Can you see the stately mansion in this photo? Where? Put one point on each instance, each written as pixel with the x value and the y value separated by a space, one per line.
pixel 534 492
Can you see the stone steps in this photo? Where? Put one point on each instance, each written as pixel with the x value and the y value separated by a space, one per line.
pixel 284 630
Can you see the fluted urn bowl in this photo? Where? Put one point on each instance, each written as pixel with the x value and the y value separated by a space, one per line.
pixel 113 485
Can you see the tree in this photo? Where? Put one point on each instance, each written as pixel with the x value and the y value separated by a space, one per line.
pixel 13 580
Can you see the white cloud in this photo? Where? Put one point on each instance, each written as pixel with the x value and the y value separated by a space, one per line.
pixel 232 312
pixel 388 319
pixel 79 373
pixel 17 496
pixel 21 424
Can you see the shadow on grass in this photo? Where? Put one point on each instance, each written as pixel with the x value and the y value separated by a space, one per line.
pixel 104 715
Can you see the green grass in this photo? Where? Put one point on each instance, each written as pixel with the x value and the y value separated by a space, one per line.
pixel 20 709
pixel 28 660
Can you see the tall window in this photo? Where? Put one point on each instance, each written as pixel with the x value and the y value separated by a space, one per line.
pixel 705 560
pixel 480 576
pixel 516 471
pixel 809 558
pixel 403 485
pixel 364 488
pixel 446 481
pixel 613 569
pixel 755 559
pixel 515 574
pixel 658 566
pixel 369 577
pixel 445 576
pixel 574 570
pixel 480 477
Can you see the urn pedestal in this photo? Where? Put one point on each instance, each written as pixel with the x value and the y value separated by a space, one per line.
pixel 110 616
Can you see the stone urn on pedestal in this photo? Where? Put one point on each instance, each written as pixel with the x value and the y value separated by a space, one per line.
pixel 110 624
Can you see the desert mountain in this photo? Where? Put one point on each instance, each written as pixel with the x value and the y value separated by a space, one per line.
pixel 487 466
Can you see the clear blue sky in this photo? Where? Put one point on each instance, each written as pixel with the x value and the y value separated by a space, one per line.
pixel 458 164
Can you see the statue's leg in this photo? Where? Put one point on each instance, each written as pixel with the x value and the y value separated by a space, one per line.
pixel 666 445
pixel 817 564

· · · · ·

Your instructions:
Complete, exact output of the records is expected.

Response:
Can you see the stately mansion in this photo? Where? Put one point on each instance, each written as pixel with the x value and the y value separated by a space, one per line.
pixel 534 492
Can you see the stone steps in this photo? Where? Put one point on each instance, each written as pixel with the x value and the y value separated by a space, one per line.
pixel 284 630
Can you see the fluted urn bowl in this photo? Where? Put one point on each instance, each written as pixel with the x value and the y value separated by a space, one per line.
pixel 113 485
Can you see the tree in this photo? Where? Put one point on each instance, each written as pixel with the x value and the y value separated by a space, one per line.
pixel 13 580
Can you see the white cloud in this photo? Where? Put one point on each instance, each written as pixel with the x value and the y value separated by a space, one per line.
pixel 232 312
pixel 388 319
pixel 79 373
pixel 17 496
pixel 21 424
Can you see the shadow on grass in this photo? Where? Put one point on each instance, each written as pixel with the x value and the y value separated by a space, one per line.
pixel 104 715
Can you see the green grass in this photo? Where? Put one point on each instance, each written as pixel with the x value and the y value separated by a space, one per line.
pixel 20 709
pixel 28 660
Can you see the tall window in this photo? Where? Put one point on each instance, each written as pixel with the x value and the y value separated by a space, one per line.
pixel 705 560
pixel 480 576
pixel 516 471
pixel 809 558
pixel 403 485
pixel 364 488
pixel 446 481
pixel 613 569
pixel 755 559
pixel 515 574
pixel 658 566
pixel 369 577
pixel 445 576
pixel 574 570
pixel 480 477
Can you see the urn pedestal in this photo? Where? Put one point on each instance, each written as pixel with the x value and the y value separated by a space, one per line.
pixel 110 616
Can you see the stone urn on pedestal in this photo? Where? Put one point on each instance, each written as pixel with the x value and the y value separated by a space, one per line.
pixel 110 624
Can you see the desert mountain in this photo? Where? Put one point on each instance, each written as pixel with the x value and the y value separated by a space, one per line.
pixel 487 466
Can you see the clear blue sky in this photo? Where? Put one point on each instance, each written as pixel with the x value and the y value separated by a space, one per line.
pixel 458 164
Can you see the statue's leg in this photo? Where? Put one point on each instance, each written as pixel with the x value and the y value separated by a space, one per line.
pixel 666 445
pixel 817 564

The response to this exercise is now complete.